Write out exactly, with no other output, the lines below from the one that contains "the overcast sky" through the end.
::: Data to process :::
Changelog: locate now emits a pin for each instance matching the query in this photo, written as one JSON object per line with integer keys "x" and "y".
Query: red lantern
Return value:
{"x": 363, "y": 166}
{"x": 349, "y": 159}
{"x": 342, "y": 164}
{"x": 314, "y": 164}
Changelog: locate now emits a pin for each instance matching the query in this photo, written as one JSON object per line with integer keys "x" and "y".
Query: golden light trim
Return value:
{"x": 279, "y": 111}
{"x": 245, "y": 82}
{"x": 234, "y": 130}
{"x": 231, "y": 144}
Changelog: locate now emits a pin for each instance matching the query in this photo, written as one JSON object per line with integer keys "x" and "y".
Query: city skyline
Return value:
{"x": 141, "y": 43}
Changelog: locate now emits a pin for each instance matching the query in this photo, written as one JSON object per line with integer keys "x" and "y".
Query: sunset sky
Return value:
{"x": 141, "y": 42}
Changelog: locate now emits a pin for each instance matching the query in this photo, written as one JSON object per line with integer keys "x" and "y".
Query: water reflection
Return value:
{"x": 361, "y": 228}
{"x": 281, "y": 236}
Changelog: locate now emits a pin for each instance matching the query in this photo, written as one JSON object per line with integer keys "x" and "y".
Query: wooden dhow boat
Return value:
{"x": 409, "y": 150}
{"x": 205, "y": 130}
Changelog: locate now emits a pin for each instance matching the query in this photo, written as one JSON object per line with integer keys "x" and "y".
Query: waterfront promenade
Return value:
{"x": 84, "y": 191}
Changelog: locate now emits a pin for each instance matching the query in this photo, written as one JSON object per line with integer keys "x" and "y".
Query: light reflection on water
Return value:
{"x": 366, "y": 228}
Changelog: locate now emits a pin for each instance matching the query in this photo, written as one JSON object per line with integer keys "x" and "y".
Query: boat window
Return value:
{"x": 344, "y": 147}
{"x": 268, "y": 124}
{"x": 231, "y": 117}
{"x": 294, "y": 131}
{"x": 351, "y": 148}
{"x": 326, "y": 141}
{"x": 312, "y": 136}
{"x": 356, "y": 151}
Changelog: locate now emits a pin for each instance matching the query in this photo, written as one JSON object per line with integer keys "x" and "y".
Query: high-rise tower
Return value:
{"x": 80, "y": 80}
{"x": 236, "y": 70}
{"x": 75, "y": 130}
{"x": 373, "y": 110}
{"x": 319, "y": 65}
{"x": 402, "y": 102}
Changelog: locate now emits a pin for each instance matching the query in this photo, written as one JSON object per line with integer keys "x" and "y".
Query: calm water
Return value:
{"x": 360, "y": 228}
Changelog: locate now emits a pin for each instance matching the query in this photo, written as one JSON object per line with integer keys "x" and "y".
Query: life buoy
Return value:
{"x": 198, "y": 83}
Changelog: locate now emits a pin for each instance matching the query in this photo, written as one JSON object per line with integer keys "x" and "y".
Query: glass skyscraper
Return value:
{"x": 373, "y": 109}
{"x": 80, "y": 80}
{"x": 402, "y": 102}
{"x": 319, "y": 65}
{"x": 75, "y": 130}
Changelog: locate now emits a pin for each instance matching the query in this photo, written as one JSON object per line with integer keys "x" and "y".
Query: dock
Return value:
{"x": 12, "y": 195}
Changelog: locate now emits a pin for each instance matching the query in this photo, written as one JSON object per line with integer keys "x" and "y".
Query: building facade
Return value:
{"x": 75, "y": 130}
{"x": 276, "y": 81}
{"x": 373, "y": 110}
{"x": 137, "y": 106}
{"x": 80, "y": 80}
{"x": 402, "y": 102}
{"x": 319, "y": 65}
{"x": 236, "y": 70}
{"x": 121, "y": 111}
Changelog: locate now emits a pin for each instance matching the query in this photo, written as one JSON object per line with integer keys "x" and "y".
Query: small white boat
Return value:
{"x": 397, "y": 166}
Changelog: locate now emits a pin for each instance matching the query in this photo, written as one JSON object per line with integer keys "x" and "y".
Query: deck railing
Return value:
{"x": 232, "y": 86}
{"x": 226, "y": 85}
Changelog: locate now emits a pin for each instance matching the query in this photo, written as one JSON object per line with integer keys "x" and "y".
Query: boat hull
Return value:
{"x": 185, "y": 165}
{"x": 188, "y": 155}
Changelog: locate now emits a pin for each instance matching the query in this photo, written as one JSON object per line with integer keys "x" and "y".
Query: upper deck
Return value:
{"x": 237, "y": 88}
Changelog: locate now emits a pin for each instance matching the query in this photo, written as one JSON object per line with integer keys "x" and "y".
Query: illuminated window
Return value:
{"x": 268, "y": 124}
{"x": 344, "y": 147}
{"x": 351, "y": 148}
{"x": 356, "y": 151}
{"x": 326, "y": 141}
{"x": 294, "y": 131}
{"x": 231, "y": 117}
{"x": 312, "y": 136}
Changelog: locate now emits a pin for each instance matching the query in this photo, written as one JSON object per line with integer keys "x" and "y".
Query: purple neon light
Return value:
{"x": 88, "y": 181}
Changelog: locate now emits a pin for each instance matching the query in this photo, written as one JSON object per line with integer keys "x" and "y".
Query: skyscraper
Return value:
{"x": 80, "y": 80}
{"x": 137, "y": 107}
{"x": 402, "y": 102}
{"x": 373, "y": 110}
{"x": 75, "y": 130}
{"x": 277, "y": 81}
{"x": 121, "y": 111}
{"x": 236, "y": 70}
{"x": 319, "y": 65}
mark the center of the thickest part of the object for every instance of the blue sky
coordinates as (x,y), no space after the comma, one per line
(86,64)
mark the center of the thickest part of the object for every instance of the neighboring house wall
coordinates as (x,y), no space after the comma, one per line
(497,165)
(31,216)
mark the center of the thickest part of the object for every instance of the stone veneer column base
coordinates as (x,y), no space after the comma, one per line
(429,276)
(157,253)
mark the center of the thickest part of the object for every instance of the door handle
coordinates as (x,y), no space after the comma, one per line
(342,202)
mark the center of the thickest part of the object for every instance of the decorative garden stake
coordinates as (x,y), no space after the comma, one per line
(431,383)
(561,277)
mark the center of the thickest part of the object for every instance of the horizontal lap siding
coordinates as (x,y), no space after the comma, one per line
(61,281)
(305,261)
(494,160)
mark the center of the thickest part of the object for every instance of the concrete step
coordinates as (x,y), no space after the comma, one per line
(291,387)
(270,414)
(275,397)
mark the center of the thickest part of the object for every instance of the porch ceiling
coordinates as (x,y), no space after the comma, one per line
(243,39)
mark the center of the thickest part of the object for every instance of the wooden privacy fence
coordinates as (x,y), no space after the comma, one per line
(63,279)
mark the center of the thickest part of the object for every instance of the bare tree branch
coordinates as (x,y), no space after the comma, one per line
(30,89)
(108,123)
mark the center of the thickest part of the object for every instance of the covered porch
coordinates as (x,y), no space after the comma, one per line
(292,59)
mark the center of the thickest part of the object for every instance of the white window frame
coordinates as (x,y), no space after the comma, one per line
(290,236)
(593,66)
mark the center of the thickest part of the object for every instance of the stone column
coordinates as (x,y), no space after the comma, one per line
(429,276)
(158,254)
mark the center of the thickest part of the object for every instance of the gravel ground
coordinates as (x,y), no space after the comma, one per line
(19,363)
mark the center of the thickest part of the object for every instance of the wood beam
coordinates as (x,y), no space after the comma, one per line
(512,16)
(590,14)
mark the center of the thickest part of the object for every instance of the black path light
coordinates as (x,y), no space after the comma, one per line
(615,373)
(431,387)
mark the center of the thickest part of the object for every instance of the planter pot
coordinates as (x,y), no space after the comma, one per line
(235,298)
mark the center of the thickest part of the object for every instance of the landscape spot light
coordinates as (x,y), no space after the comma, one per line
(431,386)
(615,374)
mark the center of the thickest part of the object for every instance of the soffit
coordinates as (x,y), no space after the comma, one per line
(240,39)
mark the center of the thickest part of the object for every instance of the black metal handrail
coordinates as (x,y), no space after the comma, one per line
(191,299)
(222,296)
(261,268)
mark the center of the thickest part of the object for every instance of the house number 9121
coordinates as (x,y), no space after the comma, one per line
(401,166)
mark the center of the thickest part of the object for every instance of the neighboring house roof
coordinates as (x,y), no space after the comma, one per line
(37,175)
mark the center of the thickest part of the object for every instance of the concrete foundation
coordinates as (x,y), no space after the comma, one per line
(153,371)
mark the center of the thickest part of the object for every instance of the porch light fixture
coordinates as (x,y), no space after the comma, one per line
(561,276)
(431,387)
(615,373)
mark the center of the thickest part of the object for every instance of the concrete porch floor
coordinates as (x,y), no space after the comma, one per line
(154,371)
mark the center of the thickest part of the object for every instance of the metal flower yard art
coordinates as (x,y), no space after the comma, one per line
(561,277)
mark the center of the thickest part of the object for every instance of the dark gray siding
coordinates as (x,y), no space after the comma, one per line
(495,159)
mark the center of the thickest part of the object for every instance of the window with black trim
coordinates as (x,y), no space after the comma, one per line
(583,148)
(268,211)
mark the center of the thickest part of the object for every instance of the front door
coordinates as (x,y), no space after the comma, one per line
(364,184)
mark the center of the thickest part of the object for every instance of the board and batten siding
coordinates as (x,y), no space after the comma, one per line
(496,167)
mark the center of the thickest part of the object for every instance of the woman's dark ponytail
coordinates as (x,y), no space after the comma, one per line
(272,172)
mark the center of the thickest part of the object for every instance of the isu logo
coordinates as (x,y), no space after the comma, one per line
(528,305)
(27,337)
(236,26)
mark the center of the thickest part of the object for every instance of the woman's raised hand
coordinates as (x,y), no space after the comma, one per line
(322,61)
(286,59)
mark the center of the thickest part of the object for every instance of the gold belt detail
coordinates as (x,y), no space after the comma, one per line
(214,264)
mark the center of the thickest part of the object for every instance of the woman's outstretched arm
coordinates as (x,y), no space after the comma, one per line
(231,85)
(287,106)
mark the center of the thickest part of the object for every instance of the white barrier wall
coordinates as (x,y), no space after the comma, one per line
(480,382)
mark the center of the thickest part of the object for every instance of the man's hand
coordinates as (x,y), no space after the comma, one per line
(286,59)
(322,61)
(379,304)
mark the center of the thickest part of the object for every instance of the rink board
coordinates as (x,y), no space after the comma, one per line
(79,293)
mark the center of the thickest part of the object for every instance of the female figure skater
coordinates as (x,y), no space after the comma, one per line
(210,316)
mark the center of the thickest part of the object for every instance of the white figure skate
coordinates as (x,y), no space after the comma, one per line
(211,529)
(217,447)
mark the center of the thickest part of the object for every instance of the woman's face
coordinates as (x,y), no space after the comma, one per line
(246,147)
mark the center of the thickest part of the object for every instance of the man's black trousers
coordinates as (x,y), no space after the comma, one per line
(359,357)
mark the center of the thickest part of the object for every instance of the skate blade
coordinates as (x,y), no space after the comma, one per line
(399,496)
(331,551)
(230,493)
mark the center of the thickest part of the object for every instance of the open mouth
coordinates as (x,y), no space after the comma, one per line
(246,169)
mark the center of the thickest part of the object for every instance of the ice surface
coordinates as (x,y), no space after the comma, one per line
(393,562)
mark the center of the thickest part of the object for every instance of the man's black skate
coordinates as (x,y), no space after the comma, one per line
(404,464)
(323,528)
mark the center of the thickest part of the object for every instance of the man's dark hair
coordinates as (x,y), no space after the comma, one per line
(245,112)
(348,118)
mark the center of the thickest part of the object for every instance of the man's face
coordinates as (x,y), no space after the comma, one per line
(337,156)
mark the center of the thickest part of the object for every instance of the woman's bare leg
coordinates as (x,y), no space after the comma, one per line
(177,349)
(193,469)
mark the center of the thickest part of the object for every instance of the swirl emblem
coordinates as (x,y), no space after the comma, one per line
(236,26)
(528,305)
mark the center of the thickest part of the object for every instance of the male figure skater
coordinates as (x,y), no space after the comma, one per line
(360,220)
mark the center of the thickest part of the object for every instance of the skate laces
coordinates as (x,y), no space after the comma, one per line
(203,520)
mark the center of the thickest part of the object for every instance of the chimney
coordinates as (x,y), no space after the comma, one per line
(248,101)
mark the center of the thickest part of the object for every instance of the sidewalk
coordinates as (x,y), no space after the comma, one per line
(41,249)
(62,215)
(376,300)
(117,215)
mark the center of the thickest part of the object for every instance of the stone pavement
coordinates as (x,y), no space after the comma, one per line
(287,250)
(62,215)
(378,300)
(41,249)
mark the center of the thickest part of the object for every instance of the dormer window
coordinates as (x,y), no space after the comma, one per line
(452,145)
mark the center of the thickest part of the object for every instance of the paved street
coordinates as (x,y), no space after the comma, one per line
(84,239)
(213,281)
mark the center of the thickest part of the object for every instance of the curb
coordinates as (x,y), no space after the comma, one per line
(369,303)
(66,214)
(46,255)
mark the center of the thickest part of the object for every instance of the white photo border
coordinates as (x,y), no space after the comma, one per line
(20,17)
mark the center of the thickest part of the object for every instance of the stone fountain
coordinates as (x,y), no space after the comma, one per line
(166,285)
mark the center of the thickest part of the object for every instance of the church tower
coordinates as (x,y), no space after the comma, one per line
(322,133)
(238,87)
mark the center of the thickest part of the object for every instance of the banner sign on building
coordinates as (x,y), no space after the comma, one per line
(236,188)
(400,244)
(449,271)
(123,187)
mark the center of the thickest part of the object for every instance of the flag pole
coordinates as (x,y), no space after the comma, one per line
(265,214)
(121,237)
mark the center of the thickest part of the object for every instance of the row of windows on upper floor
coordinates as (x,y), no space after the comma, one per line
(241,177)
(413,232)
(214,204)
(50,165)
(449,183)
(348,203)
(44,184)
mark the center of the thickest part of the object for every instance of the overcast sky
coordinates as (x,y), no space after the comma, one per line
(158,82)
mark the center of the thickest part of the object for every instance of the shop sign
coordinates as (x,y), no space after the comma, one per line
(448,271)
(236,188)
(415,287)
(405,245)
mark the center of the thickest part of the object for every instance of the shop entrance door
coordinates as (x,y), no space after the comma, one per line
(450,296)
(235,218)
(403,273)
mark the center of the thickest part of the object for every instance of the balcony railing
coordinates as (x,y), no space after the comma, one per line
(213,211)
:::
▶ Exercise output
mark the center of the thickest part of the object for every instance of the overcast sky
coordinates as (x,y), no space after the comma, one per line
(158,82)
mark the center of the thickest part of the object for every instance of the shop sign
coordinates as (x,y), no space after the comma, one per line
(448,271)
(236,188)
(415,287)
(405,245)
mark the center of the thickest part of the object for every instance of the shop entrance door
coordinates as (x,y), no space after the comma, one per line
(450,296)
(235,218)
(403,273)
mark the center of the thickest part of the object for every instance of the balcony railing
coordinates as (x,y), no space after the comma, one per line
(213,211)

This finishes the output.